EXTRACTED TEXT:
* BEGIN *
Above decisions 1.) - 4.) shall become effective only upon written consent of the Investor A and Investor B and approval by the examination and approval authority.
 
Article 20
 
20.1  
The members of the Board of Directors shall not be entitled to any remuneration for services rendered to the Company. Each of the Investors shall be responsible to pay for the expenses incurred by its own nominated directors for attending the board meetings including travel expenses, accommodations and other related expenses.
 
20.2  
No member of the Board of Directors shall have any personal liability for any act performed in his capacity as Board member except for such acts as would constitute violations of the laws of any jurisdiction to which the Company or the relevant Board member is subject to.
 
CHAPTER 5
BUSINESS MANAGEMENT
 
Article 21
 
21.1  
The Company shall establish a management office which shall be responsible for its daily management. The management office shall have a General Manager, and two Deputy General Managers if business so requires.
* END *
Region annotation listing:
* BEGIN *
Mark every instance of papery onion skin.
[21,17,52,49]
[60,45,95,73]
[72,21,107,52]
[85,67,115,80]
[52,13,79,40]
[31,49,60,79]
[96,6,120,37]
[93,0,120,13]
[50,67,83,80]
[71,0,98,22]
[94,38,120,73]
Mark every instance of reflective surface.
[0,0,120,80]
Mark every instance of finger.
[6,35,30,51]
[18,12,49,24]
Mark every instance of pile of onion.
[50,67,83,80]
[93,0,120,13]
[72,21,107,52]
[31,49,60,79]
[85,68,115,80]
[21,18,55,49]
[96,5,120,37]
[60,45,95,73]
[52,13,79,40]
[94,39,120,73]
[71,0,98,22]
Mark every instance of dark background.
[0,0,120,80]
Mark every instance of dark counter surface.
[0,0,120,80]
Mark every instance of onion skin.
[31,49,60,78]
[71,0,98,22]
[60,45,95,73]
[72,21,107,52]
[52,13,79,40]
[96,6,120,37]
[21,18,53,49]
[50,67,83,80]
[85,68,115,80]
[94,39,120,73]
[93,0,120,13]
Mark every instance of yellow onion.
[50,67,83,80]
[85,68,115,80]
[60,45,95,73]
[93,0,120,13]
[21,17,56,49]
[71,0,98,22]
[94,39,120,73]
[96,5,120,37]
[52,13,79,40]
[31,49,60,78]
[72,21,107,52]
* END *
SHORT EXERCISE: Can you write out the part of the board and management excerpt that opens with the words containing "Above decisions 1.)" and closes with "and approval authority."? The listing has no connection to the board and management excerpt.

FULL ANSWER:
Above decisions 1.) - 4.) shall become effective only upon written consent of the Investor A and Investor B and approval by the examination and approval authority.